╭─ Text under study

Is remote proving to be too remote?

As the uncertainty and dictates continue, it can often be difficult for the small business owner to get an actual handle on what may be working and what may not. One of the challenges has been how to handle and direct a remote work force. More of a challenge, still, is how to actually measure productivity and effectiveness regarding this remote workforce. In some recent research done by ActusUK, they have tried to get a sense of where remote work forces currently are and where they may be headed. The following is taken directly from that research:

  • The survey revealed that 55% of respondents reported spending more, or much more time on people management activities, with only 16% reporting they spend less. A ‘collaborative’ approach was considered to be the most effective management style within a remote environment, where clear objectives are discussed and set together. Unsurprisingly, a ‘delegate’, hands-off style was voted the least effective. This explains the additional time spent managing people as a collaborative approach is much more time-consuming. Yet, it also emphasises the importance of providing clear communication and then employing trust to allow home-working colleagues to carry out a task effectively, and with greater autonomy.

  • Another key finding from our survey results was that 95% of respondents value their role as a people manager or consider it a key responsibility that they take very seriously. This is a testament to the people managers who, despite a rapid shift to the working environment caused by the Covid-19 pandemic, have invested a great deal of time and effort to adapt their remote management style to ease the pressure off teams, despite having less visibility. At a time when employees are dealing with uncertainty both at home and at work, being proactive and adopting a human-centric approach is clearly a defining trait for successful people management.

╰─
╭─ Data excerpts

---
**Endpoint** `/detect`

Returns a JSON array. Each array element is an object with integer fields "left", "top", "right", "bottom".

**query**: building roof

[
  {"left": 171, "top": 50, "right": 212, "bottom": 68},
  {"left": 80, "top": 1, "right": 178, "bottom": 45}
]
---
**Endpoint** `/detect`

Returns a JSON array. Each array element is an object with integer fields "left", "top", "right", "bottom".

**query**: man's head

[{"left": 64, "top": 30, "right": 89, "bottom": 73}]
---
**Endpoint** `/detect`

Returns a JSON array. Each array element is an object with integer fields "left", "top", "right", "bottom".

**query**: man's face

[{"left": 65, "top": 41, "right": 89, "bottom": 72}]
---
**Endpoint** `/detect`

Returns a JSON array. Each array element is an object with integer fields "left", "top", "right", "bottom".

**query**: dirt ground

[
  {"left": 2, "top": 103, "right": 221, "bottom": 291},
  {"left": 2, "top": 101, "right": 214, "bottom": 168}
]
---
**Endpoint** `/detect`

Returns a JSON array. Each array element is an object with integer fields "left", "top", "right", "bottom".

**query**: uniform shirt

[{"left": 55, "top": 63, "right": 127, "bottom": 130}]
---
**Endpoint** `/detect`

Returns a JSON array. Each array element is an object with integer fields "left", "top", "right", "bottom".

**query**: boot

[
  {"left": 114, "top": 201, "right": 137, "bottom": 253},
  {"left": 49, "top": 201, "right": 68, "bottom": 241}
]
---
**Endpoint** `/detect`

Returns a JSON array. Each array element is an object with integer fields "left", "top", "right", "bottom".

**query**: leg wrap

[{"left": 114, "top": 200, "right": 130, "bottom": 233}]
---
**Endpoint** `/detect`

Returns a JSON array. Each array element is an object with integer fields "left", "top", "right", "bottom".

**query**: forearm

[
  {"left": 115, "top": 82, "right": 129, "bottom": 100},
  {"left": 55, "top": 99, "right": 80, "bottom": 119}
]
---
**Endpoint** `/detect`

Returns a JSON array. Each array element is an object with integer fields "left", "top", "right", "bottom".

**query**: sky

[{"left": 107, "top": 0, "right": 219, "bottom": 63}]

╰─

[Work request 1]
In the remote-work article, which management style was voted the least effective in a remote environment?
[Work request 2]
Continue the remote-work article, starting after its final sentence.

[Answer box 1]
A "delegate," hands-off style

[Answer box 2]
  • When asked what people management behaviours were more important within a remote environment compared to face-to-face, a staggering 82% of people rated providing frequent check-ins and one-to-ones as significantly more important. With teams distributed in varying locations, the need for pre-arranged conversations or meetings allows remote management to feel more structured and more onerous . Whereas office-based management would be more ad hoc. Additionally, 58% rated providing recognition and praise as more important within the current remote landscape, as was taking a personal interest in an individual, at 57%. As face-to-face interactions are removed, setting clear goals, recognising achievements and adopting an empathetic approach, is more vital than ever to ensure employees are continually motivated and encouraged within a virtual world.